EXTRACTED TEXT:
+---+

In 2010, I wrote a booklet for Career Partners International, a leading outplacement counseling firm, in which I compared the 20th century workplace with the 21st century workplace. In simple terms, I made the case that the once-upon-a-time dominant workplace of regular, full-time workers was fast becoming a workplace of workers who work part-time, some of the time, for free or for a fixed fee.
And here we are in 2021 and the change has happened — not because of the pandemic, as most would like us to believe, but because of economic, societal, technological, ergonomic and other obvious changes that were staring us in the face long before this pandemic.
If we work later in life some of the time, our mental and physical health will benefit.
As change is our new reality, the flexible options are specifically suited to older workers because…
• Cognitive decline is preventable for many of us by working in some capacity. Look up the advances active brain activity is having in staving off some forms of dementia. Many studies confirm that using your brain at part-time work helps to maintain your resiliency. A flexible work schedule is of particular benefit for mature workers because it allows more time for all aspects of health renewal.

+---+

YOUR ASSIGNMENT: Continue the piece above on older workers and flexible work, starting right after its last sentence.

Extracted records
+---+

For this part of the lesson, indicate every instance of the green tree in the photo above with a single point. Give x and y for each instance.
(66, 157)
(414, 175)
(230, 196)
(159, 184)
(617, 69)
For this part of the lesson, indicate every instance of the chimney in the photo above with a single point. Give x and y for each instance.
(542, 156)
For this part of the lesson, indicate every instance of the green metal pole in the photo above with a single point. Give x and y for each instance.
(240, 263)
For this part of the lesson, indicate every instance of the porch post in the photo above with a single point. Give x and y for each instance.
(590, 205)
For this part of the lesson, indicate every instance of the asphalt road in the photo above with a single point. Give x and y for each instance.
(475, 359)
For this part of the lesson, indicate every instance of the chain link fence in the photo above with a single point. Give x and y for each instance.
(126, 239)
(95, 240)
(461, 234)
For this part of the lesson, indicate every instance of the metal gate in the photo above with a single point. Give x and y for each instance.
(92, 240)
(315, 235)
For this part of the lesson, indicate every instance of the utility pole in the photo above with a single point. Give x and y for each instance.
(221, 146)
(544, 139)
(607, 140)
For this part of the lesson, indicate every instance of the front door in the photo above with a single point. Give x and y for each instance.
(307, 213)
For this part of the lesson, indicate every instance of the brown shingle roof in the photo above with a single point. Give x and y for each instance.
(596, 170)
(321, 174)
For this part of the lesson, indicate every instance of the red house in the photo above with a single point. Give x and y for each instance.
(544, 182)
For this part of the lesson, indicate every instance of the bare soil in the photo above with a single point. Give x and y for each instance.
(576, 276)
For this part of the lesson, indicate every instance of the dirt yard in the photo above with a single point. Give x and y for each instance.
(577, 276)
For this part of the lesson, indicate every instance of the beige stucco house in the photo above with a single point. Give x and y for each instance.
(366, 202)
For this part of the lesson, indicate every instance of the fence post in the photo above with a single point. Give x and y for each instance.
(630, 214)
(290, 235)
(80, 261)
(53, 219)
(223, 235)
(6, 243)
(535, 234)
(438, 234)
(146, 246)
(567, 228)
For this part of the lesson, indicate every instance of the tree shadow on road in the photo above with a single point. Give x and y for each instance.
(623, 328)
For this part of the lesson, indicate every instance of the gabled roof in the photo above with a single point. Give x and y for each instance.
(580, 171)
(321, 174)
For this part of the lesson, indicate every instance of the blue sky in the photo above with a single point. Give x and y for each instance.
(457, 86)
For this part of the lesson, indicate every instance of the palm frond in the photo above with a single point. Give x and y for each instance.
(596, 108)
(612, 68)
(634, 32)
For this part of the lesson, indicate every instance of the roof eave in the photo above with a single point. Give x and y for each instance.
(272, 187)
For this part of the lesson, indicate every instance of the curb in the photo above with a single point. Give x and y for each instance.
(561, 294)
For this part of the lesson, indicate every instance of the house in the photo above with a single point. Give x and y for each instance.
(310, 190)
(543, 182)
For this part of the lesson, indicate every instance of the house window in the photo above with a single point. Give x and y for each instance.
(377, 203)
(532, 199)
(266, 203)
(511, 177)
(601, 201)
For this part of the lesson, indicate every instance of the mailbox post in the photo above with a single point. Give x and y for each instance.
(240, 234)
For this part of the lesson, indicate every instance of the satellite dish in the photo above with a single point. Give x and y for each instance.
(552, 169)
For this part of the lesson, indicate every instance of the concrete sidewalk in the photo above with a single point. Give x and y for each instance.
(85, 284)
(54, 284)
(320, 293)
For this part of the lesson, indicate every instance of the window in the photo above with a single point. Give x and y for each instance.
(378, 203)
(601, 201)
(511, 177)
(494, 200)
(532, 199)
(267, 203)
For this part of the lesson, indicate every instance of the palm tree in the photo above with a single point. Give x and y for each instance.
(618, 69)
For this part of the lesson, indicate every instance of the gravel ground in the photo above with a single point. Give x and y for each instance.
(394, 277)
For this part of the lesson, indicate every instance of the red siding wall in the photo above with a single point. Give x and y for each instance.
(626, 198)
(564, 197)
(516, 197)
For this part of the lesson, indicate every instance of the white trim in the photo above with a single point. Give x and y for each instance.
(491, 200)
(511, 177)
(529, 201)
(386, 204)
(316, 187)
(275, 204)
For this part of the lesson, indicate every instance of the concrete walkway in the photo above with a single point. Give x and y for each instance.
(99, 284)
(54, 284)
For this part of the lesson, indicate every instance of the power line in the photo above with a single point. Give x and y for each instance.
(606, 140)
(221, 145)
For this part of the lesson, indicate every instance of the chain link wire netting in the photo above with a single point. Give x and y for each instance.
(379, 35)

+---+

TASK OUTPUT:
• Mental health can be maintained by working flexibly for community or other socially interactive nonprofits. As Nina Vasan, MD, of the Stanford Lab for Mental Health, said, “Mental health is the bedrock of community and, vice versa, community is the bedrock of mental health.” In brief, doing good work is good for you, too.
Where can you find this work that will help maintain your mental and emotional fitness? The key is finding something that is meaningful to both you and your community.
• Consider businesses that deliver meals and groceries, offer video-based fitness, or repurpose clothing and household goods.
• Review other contributors to Generations Magazine. They are your network. The authors know where new opportunities are emerging.
• Read my last month’s article on new places to work — especially in a flexible way.
For more about the longevity benefits of working longer and later in life, search the Brooking Institute as well as the Harvard Institute. Be a workforce not a workhorse. Your brain will thank you.